Please count how many lines in the rows below contain the string "point", and reply with the number alone.

Entries from a dataset:
▼

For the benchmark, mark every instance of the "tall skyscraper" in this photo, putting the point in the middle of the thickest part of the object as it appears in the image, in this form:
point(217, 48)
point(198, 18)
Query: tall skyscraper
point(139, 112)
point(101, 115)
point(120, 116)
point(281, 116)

▲

> **RESULT OF THE EXERCISE**
7